**WORK TO COMPLETE:** Would you please copy each line of the listing that mentions "floor"?

____

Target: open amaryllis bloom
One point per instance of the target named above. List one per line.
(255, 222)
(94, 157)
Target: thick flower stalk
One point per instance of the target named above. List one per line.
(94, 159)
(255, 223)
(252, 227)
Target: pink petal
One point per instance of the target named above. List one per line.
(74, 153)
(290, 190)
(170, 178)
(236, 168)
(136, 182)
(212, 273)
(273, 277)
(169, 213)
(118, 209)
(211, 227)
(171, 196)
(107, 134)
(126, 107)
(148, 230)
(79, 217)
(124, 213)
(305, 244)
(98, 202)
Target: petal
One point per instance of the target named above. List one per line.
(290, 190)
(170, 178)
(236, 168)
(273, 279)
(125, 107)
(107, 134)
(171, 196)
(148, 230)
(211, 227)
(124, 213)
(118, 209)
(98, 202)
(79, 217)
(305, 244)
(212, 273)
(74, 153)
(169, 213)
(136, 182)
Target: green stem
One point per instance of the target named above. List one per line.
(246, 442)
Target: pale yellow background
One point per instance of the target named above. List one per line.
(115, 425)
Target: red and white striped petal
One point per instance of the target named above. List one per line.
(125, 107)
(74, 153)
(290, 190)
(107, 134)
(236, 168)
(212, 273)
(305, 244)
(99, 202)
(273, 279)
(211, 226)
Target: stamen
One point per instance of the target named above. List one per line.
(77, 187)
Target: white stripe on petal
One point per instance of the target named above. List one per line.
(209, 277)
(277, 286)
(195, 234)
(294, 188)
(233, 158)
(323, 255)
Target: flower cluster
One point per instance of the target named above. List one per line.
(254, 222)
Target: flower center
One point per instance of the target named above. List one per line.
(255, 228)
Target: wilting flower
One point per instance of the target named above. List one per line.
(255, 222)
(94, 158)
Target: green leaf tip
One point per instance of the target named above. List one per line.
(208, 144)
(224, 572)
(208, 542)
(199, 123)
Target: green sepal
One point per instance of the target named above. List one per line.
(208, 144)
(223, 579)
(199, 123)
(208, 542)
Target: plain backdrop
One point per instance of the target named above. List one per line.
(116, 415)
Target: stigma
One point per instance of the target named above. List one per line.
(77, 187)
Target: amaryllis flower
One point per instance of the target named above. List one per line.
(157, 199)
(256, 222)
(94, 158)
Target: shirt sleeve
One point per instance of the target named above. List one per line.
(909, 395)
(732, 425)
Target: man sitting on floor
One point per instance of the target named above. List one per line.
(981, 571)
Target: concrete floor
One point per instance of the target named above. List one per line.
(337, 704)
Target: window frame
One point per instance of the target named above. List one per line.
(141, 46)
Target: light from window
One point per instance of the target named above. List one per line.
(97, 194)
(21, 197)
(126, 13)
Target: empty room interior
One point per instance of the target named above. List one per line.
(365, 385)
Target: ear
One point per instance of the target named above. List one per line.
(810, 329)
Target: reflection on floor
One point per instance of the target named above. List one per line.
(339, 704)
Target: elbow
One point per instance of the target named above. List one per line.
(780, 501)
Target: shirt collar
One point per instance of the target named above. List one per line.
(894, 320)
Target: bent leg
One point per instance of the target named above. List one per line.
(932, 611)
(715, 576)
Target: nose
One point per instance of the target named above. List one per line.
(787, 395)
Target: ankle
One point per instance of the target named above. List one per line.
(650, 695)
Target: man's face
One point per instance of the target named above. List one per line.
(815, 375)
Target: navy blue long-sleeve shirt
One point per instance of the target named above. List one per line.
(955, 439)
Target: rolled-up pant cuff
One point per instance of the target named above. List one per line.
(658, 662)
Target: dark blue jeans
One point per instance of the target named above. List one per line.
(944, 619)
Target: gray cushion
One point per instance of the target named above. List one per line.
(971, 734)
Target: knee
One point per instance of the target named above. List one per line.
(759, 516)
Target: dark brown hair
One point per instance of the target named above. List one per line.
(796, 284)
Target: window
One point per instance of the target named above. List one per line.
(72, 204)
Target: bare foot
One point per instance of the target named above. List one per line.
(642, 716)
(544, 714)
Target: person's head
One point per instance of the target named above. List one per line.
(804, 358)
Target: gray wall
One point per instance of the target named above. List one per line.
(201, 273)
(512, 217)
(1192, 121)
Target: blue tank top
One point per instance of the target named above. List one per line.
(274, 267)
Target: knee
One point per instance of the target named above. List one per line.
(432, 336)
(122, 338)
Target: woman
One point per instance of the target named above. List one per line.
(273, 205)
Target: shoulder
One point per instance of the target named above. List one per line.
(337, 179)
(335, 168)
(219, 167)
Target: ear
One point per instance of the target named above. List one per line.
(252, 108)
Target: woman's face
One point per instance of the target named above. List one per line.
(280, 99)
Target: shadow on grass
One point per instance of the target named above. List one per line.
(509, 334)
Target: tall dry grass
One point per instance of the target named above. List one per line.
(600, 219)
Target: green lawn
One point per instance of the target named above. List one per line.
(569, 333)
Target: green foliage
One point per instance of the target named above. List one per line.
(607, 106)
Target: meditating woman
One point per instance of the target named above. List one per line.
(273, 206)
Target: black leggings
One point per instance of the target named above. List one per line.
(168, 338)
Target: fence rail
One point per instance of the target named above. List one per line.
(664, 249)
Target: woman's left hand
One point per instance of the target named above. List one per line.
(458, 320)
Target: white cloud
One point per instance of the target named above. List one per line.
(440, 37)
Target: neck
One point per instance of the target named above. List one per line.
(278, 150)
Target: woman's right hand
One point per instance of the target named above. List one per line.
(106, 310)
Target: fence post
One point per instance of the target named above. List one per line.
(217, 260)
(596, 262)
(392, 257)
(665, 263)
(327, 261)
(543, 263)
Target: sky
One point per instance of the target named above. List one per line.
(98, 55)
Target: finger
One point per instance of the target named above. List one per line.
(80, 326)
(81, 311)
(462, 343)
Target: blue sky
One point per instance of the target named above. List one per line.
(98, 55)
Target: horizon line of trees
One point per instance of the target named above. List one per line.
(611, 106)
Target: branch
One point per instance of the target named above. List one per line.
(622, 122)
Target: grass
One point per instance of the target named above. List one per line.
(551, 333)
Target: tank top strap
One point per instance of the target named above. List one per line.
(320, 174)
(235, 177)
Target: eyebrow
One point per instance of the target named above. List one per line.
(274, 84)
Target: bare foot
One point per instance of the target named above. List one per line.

____

**ANSWER BELOW:**
Target: man sitting on floor
Target: concrete floor
Target: reflection on floor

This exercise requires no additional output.